▸ TEXTO DE REFERENCIA:
POR ANTONIO MARCHAMALO SÁNCHEZ, CRONISTA OFICIAL DE HUMANES Y SUS AGREGADOS (GUADALAJARA).
La Fundación de Antezana, antiguo Hospital de Nuestra Señora de la Misericordia, conserva una magnífica colección de documentos fechados a partir del siglo XV. Muchos de ellos, son una bella muestra de cómo se escribían estos documentos, del material que se usaba y de las formas de certificar su validez legal. Sellos, pergamino, tintas, plumas, raspadores… Un conjunto de utensilios y técnicas que, unidos a la perfección que llegaron a alcanzar los escribanos, convirtieron al oficio de escribir en un auténtico arte.
Comencemos por los sellos. A partir del siglo XIII, los sellos pendientes, de plomo, lacre o cera, alcanzaron gran difusión en la Península Ibérica como medio de validar un documento. De entre todos ellos, destacó el sello real, al que se le otorgó carácter oficial del reino, aunque contando con una variante privada para uso personal del monarca.
Está claro que los de plomo eran los que daban mayor autenticidad al documento, debido principalmente a la durabilidad. De este tipo eran los sellos reales más importantes, como lo marcan las categorías establecidas por Alfonso X en las Partidas.
La manera de unir el sello al documento era mediante un «lemnisco» o atadura, que podía ser de cáñamo, cuerda, cuero, hilo de seda o pergamino. Este elemento se unía a la «plica» o parte inferior del documento gracias a unos agujeros llamados «oculi».
Para los documentos, desde la Edad Media se prefería, al menos en los considerados importantes, el uso del pergamino por encima del papel, debido fundamentalmente a su durabilidad y resistencia. Se confeccionaba a base de piel de animal (becerro, oveja, cabra o ternera), mediante un proceso llamado «pergaminaje» que conseguía un material limpio y fácil de escribir. Primero se daba a la piel un baño de varios días de agua y cal. Tras este proceso, con un «rasorius» (cuchillo curvo sin filo) se quitaban los restos de pelo o lana por un lado, y los de carne o grasa por el otro. Después, se estiraba la piel gracias a un bastidor. Se eliminaban los restos de humedad con agua caliente y con un «lunelum» (cuchillo en forma de medialuna) se acaba de eliminar cualquier imperfección. Al final, con piedra pómez o hueso de sepia se bruñía el pergamino, dejándolo listo para su uso.

▸ EJERCICIOS PROPUESTOS:
**1.** Extraiga literalmente del texto sobre los sellos y el pergamino el fragmento que se inicia con las palabras que contienen "Comencemos por los" y concluye con "en las Partidas.".
**2.** Responda a las siguientes preguntas según el texto sobre los sellos y el pergamino:
(a) ¿A partir de qué siglo alcanzaron gran difusión los sellos pendientes en la Península Ibérica?
(b) ¿Qué nombre recibían los agujeros que permitían unir el lemnisco a la plica?
(c) ¿Con qué materiales se bruñía finalmente el pergamino?

[Registros extraídos de una colección]
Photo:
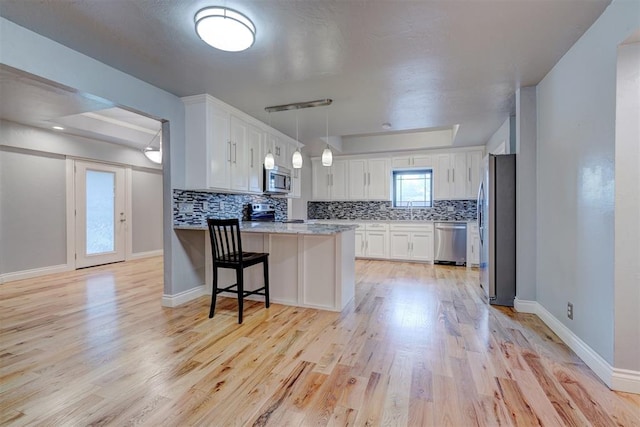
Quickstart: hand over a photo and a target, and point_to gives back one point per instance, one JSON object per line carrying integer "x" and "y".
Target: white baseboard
{"x": 616, "y": 379}
{"x": 35, "y": 272}
{"x": 148, "y": 254}
{"x": 626, "y": 380}
{"x": 183, "y": 297}
{"x": 524, "y": 306}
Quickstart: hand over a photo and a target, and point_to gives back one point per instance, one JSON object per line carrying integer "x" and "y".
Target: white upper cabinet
{"x": 239, "y": 164}
{"x": 368, "y": 179}
{"x": 452, "y": 175}
{"x": 225, "y": 148}
{"x": 255, "y": 138}
{"x": 329, "y": 183}
{"x": 474, "y": 173}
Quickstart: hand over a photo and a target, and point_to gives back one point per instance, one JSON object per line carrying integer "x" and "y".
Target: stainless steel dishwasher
{"x": 451, "y": 242}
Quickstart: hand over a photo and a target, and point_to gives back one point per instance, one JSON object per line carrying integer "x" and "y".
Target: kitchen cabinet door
{"x": 422, "y": 246}
{"x": 458, "y": 167}
{"x": 377, "y": 179}
{"x": 399, "y": 245}
{"x": 474, "y": 173}
{"x": 376, "y": 246}
{"x": 473, "y": 245}
{"x": 255, "y": 138}
{"x": 360, "y": 241}
{"x": 239, "y": 165}
{"x": 442, "y": 179}
{"x": 320, "y": 180}
{"x": 357, "y": 185}
{"x": 219, "y": 142}
{"x": 339, "y": 180}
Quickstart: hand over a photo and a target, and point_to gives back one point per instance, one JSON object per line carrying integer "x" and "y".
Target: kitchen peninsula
{"x": 310, "y": 265}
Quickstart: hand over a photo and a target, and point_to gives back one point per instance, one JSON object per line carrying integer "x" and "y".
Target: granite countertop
{"x": 280, "y": 228}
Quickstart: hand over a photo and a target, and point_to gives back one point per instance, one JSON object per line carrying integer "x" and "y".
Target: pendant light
{"x": 269, "y": 160}
{"x": 225, "y": 29}
{"x": 327, "y": 155}
{"x": 296, "y": 159}
{"x": 154, "y": 154}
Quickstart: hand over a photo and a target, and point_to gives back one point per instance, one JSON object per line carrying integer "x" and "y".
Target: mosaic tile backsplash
{"x": 234, "y": 206}
{"x": 442, "y": 210}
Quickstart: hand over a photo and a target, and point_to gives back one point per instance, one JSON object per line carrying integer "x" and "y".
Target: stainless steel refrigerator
{"x": 497, "y": 227}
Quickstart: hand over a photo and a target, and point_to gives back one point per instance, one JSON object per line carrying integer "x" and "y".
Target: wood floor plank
{"x": 418, "y": 346}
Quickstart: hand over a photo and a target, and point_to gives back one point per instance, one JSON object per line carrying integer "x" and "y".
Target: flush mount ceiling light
{"x": 225, "y": 29}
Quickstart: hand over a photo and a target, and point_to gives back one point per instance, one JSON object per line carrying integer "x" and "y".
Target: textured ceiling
{"x": 415, "y": 64}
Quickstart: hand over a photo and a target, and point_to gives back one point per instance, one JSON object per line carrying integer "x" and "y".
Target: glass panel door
{"x": 100, "y": 215}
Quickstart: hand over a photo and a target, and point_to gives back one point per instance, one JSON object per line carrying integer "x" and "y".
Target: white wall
{"x": 576, "y": 175}
{"x": 146, "y": 210}
{"x": 526, "y": 197}
{"x": 35, "y": 54}
{"x": 33, "y": 210}
{"x": 501, "y": 136}
{"x": 627, "y": 203}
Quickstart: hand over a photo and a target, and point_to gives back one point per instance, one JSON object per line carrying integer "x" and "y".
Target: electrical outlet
{"x": 185, "y": 207}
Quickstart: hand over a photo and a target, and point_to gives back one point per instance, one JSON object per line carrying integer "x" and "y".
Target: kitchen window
{"x": 413, "y": 188}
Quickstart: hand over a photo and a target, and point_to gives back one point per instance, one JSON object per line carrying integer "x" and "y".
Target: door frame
{"x": 71, "y": 207}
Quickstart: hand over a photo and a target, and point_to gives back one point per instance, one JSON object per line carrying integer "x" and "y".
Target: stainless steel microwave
{"x": 277, "y": 180}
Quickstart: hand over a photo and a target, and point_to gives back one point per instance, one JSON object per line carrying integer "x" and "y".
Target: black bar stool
{"x": 226, "y": 251}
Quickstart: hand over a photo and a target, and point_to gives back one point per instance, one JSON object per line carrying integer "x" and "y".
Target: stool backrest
{"x": 226, "y": 245}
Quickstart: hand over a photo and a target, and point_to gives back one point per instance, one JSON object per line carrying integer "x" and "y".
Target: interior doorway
{"x": 100, "y": 215}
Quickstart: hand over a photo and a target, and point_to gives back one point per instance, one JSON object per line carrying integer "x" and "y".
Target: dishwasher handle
{"x": 450, "y": 227}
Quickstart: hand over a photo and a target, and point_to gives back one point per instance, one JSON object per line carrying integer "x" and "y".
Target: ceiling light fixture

▸ SOLUCIONES:
**1.**
Comencemos por los sellos. A partir del siglo XIII, los sellos pendientes, de plomo, lacre o cera, alcanzaron gran difusión en la Península Ibérica como medio de validar un documento. De entre todos ellos, destacó el sello real, al que se le otorgó carácter oficial del reino, aunque contando con una variante privada para uso personal del monarca.
Está claro que los de plomo eran los que daban mayor autenticidad al documento, debido principalmente a la durabilidad. De este tipo eran los sellos reales más importantes, como lo marcan las categorías establecidas por Alfonso X en las Partidas.

**2.**
(a) A partir del siglo XIII.
(b) «Oculi».
(c) Con piedra pómez o hueso de sepia.